Exercise material:

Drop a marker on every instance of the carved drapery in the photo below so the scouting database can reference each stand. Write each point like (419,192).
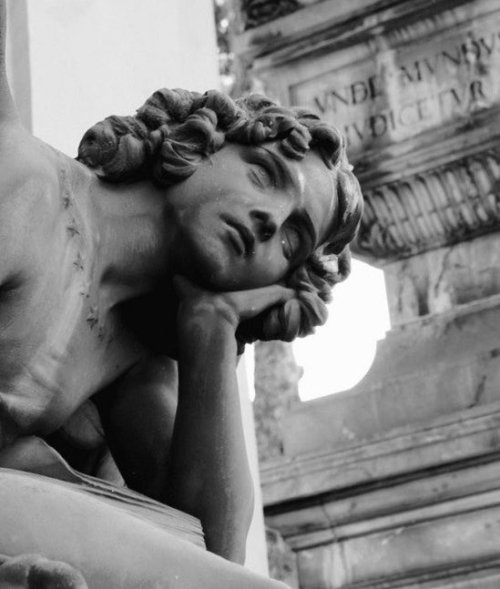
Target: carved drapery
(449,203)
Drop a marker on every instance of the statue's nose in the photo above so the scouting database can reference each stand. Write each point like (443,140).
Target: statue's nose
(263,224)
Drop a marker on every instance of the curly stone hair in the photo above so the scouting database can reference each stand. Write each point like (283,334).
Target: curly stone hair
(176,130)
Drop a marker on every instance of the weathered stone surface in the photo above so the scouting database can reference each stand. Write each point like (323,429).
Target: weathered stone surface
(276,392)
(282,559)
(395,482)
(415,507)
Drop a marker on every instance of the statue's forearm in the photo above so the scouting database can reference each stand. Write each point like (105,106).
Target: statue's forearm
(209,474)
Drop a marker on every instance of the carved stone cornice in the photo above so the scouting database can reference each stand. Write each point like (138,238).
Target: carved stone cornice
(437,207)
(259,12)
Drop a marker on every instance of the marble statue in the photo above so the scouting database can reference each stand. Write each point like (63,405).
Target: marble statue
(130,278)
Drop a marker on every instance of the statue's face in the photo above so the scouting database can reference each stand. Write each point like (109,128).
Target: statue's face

Exercise aim: Revise the records above so that each "scouting database" becomes "survey catalog", with every other word left as it stands. Leave the pictures out of the revised version.

Task answer:
Drop a marker on every instance of the carved drapery in the photo below so the survey catalog can reference each stand. Write each point like (419,192).
Target: carved drapery
(449,203)
Drop a marker on every instance of the statue's nose in the photo above so the survey catalog can reference each stand. Write each point like (443,140).
Target: statue's nose
(263,224)
Drop a marker on every instance of the curly stone hair in the photo above so the survey catalog can reference each stand. Write each point like (283,334).
Target: curly stone hair
(176,130)
Drop a marker on every instance of the weathered stone surface in the photo above so the survey catalog can reference each stand. Write each point like (323,429).
Target: weathered stone surface
(276,392)
(282,559)
(395,482)
(415,507)
Drop a marker on every instance of the statue's forearm in the photo above so the survey catalog can reference each stand. Write each point like (105,106).
Target: statue's forearm
(209,474)
Drop a marker on every instance of the carved stone cornice in the photo above so the survey catalog can reference each stand. Write each point like (138,238).
Target: carved stone cornice
(437,207)
(259,12)
Drop a marker on every instance of the marble statue in the photo above so the survey catalog can reference each stand. Write each point like (63,405).
Target: marble statue
(130,278)
Drop a marker on every instance of the statue's face in the photo above so the survey catalog can reference each stand. Write each point like (109,128).
Target: statue's face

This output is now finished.